- _YOUR OBJECTIVE_:
In the football blog post about the club's nearly men, which club did Daniel Batty move to after cutting his contract?

I’ve more or less recognised in the last couple of years that retro-content is the best content. We all like to reminisce and as a club we have a far deeper and richer history than modern football media ever really acknowledges. Therefore the tales I tell aren’t overly told, so to speak. Gladly in contrast to the mainstream the club has gone quite the other way and the former players being welcomed to the pitch last week was one of many events and pieces of coverage that have nodded to the past recently, not least the kit that celebrates our one hundred and twentieth year with it’s rather magnificent badge. Anyway my “The Boy was a Larker” series which I originally started for the HCST newsletter seems to have been really well received and whether that’s by paying tribute to all time greats like Geovanni or cult heroes like Neil Mann, you, the blessed reader, seem happy to tag along with me.
Anyway… this is an awfully long winded way of saying I began to consider recently, who is below that level. The hall of very good so to speak, and lots of names spring to mind of players who had clear talent and did solid or just plain good jobs for the club, but are perhaps not likely to be inducted to the club’s official HOF any time soon. A few examples? Ahmed Elmohamady, Steve McClaren, Gary Brabin, Ben Burgess, Linton Brown, Caleb Folan, Richard Garcia for a few. Massive variation in talent there, with some way ahead of others but similar impact for City, whereas for an amount of time, they were key players and good players but perhaps lacking that X-factor in what we’d recognise as all time greats.
Then… I went a bit deeper, and thought what about the players who are the next level down? Players who had undeniable talent, who may have even shown that off elsewhere, before or after their stint in East Yorkshire, but for one reason or another, it just didn’t quite happen. What about the nearly men, who at one point we thought were destined to be really special, but their star faded and they never really fulfilled that talent with us. Well I’ve wracked the remains of my brains to think of five such cases. I hope you enjoy it and as ever, send your hate tweets to @thelikesofhull and tell me all about why I was wrong. We’ll go in order of time.
- Daniel Batty
York City just drew a team in the same league as where I coach in the FA Cup, Biggleswade FC. Now they must have the smallest following of any Step 4 non-league team I’ve ever known. They play in Bedford, 15 miles from the town where they started and share a ground with a local team. They’ve done remarkably well to rise through the leagues, but they quite literally have around 50-100 well wishers as fans, and possibly less. So BFC vs York this month will be quite something, as York will bring maybe 1500 fans, to find out there isn’t anyone there to support the home team really. Quite odd. Also York City is also the home to one Daniel Batty, who is still only 26 years of age. I watched some highlights the other day, he’s still really very good and maybe it’s my city goggles on (a mate calls them Huggles) but I think he’s better than the national league.
When he first came onto the scene after we’d been relegated in 2016 he looked quite a talent. He was part of the all juniors team we put out against Donny in the league cup. Clever on the ball, diminutive in size but with a really good range of passing he seemed very confident and assured for someone so young. By 2018-19 he was more or less in the starting eleven mainly and the same again the next year, but this was now a sinking ship the young man was on. Too often, especially in his last year with us, 4-3-3 FC were outmanned and outgunned in the middle of the park and he seemed more and more of a shadow of his former self. As we were relegated that season, Dan was one of the players that signed a short term extension so he could play on, but after the collapse of the century and inevitable relegation, halfway through the next season in league one he quietly cut his contract and moved on to Fleetwood.

(Saved data entries)
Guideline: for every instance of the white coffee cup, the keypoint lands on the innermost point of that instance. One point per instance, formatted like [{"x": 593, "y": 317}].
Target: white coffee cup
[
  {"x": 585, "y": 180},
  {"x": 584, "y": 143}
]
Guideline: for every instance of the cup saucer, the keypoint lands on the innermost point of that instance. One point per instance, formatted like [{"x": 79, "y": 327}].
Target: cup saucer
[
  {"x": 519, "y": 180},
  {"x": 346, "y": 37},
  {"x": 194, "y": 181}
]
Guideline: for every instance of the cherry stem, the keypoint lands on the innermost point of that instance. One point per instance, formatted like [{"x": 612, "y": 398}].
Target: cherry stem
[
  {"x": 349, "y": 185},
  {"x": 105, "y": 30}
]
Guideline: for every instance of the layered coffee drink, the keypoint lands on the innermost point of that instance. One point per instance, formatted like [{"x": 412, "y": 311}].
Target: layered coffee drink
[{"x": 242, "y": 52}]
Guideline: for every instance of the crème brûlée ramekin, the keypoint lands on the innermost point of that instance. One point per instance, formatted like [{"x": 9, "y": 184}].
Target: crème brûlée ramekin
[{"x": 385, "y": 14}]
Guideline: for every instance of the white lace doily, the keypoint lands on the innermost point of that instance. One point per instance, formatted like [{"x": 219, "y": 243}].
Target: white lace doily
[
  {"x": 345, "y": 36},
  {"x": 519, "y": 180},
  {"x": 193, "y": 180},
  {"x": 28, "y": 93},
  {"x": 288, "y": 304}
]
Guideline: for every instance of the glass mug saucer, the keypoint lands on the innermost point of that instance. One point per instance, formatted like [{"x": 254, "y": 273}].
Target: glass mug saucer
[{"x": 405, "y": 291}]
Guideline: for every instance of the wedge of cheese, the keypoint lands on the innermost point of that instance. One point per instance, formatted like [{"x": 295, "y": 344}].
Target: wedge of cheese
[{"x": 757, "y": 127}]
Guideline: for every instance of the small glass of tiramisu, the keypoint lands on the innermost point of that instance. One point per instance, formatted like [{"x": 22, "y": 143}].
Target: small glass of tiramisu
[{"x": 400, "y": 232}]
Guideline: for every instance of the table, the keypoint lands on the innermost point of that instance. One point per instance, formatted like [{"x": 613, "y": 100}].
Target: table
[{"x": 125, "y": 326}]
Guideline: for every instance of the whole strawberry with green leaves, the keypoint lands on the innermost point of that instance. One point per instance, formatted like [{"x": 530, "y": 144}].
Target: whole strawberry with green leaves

- _COMPLETED TASK_:
Fleetwood